Data supplied -

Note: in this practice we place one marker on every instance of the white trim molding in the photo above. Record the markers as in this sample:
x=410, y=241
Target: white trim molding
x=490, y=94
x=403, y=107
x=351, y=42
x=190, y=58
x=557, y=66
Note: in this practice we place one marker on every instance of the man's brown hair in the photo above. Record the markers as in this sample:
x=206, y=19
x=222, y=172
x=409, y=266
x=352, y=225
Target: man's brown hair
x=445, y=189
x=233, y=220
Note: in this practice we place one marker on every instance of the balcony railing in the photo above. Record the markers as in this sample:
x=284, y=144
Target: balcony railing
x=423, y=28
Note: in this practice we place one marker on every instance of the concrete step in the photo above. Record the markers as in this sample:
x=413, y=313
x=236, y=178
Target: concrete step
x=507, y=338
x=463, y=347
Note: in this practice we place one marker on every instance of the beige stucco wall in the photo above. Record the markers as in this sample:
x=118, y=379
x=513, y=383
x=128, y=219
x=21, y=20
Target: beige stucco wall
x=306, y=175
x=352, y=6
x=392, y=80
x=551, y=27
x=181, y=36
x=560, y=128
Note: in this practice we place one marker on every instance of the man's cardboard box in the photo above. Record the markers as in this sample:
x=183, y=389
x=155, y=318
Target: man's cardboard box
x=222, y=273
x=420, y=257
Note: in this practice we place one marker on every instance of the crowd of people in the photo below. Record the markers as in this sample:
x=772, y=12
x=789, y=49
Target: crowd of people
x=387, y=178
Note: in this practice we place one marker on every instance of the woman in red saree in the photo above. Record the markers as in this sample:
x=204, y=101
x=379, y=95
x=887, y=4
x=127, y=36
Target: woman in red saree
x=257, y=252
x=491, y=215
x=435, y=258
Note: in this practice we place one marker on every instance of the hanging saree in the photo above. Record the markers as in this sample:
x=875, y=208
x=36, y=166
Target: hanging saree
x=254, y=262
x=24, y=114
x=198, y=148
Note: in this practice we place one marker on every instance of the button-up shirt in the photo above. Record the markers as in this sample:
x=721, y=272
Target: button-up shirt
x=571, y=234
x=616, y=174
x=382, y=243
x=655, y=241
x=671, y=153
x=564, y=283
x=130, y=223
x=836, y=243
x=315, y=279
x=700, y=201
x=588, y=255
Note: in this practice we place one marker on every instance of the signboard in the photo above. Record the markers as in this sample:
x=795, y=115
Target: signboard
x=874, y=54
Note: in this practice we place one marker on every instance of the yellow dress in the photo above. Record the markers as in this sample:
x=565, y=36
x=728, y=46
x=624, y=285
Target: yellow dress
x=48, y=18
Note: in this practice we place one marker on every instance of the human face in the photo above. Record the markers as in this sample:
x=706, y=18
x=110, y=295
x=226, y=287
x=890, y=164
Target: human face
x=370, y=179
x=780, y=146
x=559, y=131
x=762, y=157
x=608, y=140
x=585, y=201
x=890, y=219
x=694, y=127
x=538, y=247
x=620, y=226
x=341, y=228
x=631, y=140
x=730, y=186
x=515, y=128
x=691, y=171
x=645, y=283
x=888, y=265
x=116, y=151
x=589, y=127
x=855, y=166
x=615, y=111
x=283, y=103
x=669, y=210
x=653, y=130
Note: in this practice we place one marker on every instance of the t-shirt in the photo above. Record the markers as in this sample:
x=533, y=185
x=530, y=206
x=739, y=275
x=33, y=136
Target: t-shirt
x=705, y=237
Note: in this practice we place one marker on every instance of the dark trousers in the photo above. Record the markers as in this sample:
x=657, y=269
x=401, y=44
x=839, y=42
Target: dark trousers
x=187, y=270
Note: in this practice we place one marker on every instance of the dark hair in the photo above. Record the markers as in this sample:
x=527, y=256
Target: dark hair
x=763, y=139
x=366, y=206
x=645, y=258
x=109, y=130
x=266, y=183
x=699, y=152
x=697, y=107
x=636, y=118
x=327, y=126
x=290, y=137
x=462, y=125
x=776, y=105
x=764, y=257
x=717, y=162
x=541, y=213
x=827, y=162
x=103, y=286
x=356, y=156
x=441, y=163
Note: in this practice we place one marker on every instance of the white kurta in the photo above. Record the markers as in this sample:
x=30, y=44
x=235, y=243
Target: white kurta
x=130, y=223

What you will do - Look at the material above and copy, word for word, its lines from the first through the one containing "x=413, y=313".

Solution -
Note: in this practice we place one marker on every instance of the white trim molding in the photo above. Record the markers as in this sample:
x=410, y=241
Target: white trim molding
x=490, y=94
x=403, y=107
x=351, y=42
x=190, y=58
x=557, y=66
Note: in this practice we place one marker on every instance of the man's brown hair in the photo above. Record the markers as in this sample:
x=206, y=19
x=222, y=172
x=409, y=266
x=352, y=225
Target: man's brown hair
x=445, y=189
x=233, y=220
Note: in this practice we place one marker on every instance of the balcony railing in the photo above. Record the markers as in this sample:
x=284, y=144
Target: balcony railing
x=423, y=28
Note: in this practice we place one marker on every instance of the concrete step in the photo above. Record the markers as in this sample:
x=413, y=313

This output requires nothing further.